§ **Task material**

============

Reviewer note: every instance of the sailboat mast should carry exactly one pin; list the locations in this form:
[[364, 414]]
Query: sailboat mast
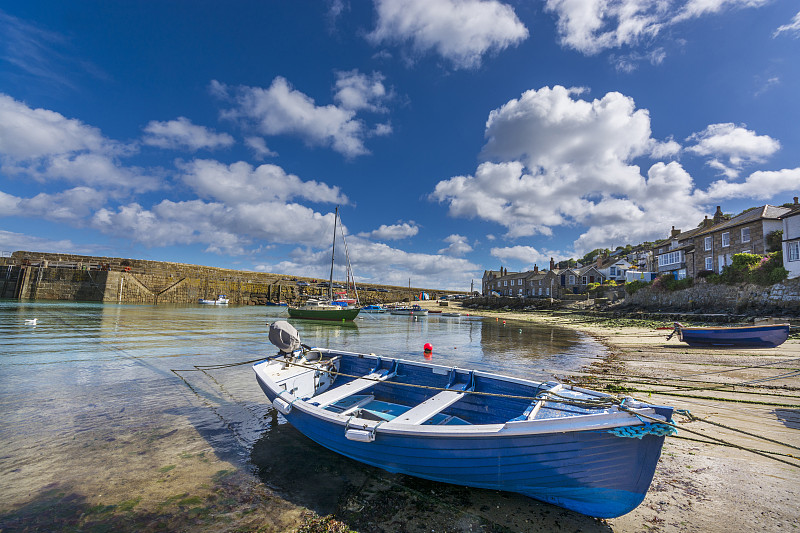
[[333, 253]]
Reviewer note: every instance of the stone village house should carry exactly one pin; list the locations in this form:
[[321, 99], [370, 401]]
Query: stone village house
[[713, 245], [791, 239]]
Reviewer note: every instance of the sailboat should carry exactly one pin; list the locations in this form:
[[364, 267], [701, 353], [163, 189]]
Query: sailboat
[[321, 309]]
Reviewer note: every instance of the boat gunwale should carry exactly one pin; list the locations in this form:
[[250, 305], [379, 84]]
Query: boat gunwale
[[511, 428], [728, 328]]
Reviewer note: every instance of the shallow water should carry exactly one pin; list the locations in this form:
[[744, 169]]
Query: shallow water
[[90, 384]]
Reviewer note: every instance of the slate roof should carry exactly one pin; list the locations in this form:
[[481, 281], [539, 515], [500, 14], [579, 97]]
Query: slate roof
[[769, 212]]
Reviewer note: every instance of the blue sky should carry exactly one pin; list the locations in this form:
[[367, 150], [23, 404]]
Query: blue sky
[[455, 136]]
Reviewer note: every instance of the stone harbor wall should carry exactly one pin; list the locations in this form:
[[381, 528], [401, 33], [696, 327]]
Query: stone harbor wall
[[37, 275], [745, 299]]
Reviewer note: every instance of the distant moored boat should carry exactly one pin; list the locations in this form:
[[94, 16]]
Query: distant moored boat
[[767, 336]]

============

§ **Stated task**
Can you reproduce, word for word, the lines of the material above between the line holding "Reviewer note: every instance of the stone village" and the line holding "[[511, 428], [728, 328]]", inclusive?

§ **Written response**
Reviewer note: every instance of the stone village house should carry exactly one pin; list the locations in this form:
[[321, 99], [370, 401]]
Query: stone village house
[[713, 245], [791, 239]]
Reviewer note: every instance of the sailboat should carry exactly one pin; list the locations in this form:
[[364, 267], [701, 353], [163, 189]]
Query: sailboat
[[321, 309]]
Reviewer note: every instance of the boat gunwale should carry exactly one pin; list the locations in this form:
[[250, 305], [379, 84]]
Query: boat gunwale
[[511, 428], [728, 328]]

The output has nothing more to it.